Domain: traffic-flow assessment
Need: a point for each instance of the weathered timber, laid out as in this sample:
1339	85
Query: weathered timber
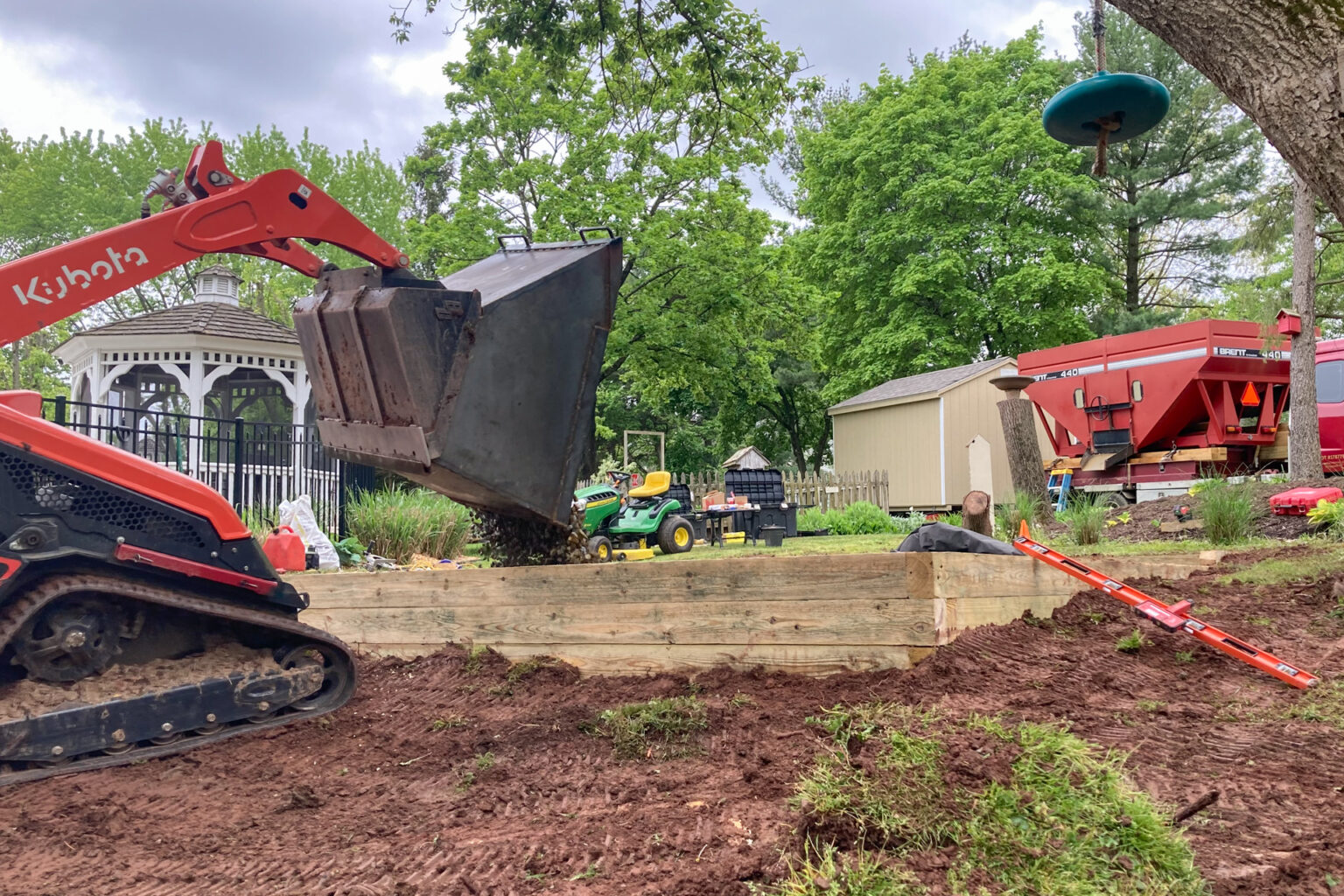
810	614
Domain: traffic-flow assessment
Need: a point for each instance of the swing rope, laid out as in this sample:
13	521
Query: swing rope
1106	124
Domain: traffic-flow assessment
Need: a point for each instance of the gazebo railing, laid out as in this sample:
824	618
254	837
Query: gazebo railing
255	465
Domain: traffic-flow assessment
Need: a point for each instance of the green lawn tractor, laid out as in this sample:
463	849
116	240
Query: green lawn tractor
631	527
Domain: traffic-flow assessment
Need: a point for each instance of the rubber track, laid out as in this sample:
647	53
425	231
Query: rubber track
57	587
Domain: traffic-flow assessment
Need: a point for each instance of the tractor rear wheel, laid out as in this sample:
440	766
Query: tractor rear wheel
675	535
599	547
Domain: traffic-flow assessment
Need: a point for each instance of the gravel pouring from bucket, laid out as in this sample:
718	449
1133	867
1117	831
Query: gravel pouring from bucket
480	386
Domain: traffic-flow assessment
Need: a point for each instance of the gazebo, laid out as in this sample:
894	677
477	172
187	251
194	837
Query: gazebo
208	388
207	358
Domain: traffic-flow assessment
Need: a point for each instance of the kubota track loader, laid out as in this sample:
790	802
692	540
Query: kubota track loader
137	615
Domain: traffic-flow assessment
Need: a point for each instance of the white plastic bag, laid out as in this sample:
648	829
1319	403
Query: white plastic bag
298	516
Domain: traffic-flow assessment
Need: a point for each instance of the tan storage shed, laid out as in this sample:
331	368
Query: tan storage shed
917	430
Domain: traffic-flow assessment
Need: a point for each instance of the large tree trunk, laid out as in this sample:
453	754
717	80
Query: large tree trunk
1132	266
976	514
1304	448
1277	60
1019	422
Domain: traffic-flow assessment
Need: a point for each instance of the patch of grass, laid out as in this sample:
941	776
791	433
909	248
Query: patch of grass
1085	517
1160	547
1025	506
1228	512
662	727
473	659
1132	642
1329	516
526	669
1013	808
588	873
399	524
1284	570
824	871
1323	703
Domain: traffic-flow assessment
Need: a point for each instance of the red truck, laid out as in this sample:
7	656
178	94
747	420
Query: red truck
1145	414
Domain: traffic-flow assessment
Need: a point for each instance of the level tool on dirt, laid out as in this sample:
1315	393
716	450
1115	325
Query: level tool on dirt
1171	617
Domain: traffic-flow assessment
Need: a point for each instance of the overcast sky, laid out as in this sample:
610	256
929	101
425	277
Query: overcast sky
332	66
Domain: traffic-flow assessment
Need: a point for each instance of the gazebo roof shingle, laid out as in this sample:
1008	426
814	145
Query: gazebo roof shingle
206	318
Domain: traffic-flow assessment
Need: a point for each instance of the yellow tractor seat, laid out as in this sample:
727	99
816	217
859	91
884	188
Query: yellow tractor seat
654	484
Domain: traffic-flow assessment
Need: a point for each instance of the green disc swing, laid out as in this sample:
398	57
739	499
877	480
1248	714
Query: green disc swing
1106	108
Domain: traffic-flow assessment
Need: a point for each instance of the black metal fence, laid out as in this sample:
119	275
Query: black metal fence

________________________________________

● Assignment: Lines from the one containing "Need: a point for each instance of the gazebo roof" through the final line of the entries are the only ones to print, and each must match exactly.

● Result of this task:
Need: a point for each instance of the gazebo roof shingle, laid out as in this sample:
1008	426
814	145
Query: gazebo roof shingle
206	318
Domain: traffic-flow assessment
Need: a point for each instance of the yellow tractor seat, laid out as in this sample:
727	99
816	217
859	91
884	188
Query: yellow tractor seat
654	484
Domain: traffic-flow assessment
Need: a point for each instance of the green disc swing, laid out as in this sample:
398	57
739	499
877	480
1248	714
Query: green disc swing
1106	108
Domain: traffic-flow assessment
Need: a point for each instance of the black metal fence, laid out as in this sample:
119	275
Query: black metal fence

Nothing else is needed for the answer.